_EXERCISE INSTRUCTIONS_
Your job is to return every line in the data holding the string "pixels".

━━━━━ MATERIAL TO PROCESS

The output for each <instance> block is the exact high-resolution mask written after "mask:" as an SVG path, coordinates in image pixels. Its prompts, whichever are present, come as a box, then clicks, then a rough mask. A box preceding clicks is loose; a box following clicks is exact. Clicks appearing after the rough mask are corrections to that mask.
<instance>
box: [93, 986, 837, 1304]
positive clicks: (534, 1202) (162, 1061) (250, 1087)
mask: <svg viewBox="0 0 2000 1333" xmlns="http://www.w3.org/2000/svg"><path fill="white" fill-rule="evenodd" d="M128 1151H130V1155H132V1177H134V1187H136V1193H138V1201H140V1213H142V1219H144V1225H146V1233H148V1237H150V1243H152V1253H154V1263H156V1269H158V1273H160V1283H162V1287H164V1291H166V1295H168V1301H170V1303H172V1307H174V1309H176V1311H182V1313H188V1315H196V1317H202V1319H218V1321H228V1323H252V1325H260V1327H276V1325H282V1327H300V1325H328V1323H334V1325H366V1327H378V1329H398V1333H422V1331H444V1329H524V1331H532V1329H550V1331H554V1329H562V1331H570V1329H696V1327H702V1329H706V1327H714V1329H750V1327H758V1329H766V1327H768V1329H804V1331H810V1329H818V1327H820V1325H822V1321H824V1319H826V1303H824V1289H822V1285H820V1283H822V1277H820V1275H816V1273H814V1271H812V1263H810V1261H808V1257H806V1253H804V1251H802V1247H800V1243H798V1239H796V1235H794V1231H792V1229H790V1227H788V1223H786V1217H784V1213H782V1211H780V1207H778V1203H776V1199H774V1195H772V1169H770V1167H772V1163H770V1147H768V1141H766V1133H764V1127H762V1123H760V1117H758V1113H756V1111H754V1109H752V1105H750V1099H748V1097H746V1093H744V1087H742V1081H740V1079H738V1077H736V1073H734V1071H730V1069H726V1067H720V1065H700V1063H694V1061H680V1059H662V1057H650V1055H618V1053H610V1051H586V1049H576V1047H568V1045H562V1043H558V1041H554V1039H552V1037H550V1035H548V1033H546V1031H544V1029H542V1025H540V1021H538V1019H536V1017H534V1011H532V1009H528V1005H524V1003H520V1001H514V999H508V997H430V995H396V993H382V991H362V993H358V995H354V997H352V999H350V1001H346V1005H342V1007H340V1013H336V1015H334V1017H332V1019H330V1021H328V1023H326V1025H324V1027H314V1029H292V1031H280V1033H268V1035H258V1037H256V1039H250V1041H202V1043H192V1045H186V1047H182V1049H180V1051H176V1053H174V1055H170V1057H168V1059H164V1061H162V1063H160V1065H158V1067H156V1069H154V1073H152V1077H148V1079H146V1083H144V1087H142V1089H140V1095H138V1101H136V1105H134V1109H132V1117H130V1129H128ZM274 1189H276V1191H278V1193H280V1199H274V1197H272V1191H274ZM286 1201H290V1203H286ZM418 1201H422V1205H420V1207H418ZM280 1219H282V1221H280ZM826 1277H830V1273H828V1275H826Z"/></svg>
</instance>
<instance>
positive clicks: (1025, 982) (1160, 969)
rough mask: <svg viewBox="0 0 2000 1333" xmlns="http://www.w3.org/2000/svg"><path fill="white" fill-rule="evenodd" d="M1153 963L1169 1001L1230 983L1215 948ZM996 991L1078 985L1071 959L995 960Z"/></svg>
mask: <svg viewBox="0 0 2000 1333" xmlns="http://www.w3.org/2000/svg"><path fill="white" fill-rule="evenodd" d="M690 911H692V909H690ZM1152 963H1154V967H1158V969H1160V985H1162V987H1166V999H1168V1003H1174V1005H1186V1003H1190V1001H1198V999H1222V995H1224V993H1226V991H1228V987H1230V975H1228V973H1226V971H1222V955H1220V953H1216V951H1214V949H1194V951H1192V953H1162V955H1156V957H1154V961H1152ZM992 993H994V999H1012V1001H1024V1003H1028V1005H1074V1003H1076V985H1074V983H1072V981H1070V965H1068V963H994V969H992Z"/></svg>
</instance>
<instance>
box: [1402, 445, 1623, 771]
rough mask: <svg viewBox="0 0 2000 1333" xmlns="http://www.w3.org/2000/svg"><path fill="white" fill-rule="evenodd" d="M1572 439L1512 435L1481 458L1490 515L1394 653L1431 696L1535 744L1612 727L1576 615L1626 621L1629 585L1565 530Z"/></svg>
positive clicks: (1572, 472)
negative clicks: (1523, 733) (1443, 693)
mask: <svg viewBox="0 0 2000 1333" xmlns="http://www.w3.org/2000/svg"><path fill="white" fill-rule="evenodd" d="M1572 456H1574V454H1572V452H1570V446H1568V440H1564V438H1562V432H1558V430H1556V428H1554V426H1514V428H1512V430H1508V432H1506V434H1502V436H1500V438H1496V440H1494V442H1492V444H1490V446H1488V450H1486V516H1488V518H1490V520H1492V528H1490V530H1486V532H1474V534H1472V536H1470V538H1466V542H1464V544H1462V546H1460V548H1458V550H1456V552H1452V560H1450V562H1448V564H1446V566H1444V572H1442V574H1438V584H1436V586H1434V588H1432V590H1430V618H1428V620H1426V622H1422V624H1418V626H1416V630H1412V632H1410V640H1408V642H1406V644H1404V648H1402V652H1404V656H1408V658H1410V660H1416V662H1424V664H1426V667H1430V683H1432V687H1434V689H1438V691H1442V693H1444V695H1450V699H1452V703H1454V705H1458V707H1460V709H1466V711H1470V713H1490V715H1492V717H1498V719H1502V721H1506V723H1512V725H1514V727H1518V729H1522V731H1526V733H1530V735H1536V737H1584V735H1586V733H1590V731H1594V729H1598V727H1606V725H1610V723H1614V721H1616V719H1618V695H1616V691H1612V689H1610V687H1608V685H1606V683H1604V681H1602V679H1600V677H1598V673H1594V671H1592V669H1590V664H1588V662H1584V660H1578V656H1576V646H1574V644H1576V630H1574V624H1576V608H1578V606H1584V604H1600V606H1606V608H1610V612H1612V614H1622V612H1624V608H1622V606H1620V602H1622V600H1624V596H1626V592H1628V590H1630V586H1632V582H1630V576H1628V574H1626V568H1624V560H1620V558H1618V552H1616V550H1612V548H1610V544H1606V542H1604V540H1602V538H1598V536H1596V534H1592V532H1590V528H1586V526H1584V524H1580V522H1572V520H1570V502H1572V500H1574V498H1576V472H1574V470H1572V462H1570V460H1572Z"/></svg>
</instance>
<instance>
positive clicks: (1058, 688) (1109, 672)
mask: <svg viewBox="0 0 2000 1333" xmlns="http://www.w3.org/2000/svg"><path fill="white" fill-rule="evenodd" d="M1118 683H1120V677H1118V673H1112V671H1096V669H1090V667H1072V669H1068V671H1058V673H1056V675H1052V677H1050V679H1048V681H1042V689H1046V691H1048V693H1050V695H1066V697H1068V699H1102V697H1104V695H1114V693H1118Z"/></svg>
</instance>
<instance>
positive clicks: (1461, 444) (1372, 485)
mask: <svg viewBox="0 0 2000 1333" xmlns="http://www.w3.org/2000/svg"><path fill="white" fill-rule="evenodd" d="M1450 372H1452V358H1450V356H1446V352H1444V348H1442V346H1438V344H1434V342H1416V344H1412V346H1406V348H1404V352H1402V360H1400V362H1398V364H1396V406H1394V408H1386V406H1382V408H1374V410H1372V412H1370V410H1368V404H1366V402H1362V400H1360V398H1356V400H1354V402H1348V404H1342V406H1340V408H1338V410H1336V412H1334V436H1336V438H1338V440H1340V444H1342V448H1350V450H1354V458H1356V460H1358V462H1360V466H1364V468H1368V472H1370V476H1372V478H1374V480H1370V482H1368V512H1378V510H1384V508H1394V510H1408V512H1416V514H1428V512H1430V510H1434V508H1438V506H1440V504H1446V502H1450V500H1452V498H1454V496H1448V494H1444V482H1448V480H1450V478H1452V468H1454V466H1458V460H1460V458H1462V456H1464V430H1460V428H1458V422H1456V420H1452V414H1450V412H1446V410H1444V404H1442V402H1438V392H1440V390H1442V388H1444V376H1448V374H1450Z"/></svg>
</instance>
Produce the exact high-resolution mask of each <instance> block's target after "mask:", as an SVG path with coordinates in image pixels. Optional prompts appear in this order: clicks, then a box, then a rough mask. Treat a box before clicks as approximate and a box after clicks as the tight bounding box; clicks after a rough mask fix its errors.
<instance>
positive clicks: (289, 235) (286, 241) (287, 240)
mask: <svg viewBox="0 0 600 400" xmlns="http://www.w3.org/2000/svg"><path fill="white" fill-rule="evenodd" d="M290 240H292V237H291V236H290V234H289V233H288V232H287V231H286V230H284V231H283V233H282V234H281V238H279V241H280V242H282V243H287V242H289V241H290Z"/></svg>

━━━━━━━━━━

_RESPONSE TO THIS EXERCISE_
The output for each <instance> block is the exact high-resolution mask written after "mask:" as an SVG path, coordinates in image pixels. Its prompts, whichever are present, come as a box, then clicks, then a rough mask. A box preceding clicks is loose; a box following clicks is exact. Clicks appearing after the rough mask are corrections to that mask.
Produce the exact high-resolution mask of each <instance> block's target after "mask:", as an SVG path with coordinates in image pixels. Optional prompts appear in this order: clicks, then a box, then a rough mask. Treat a box before clicks as approximate and a box after clicks as the tight bounding box; clicks after a rough mask fix its errors.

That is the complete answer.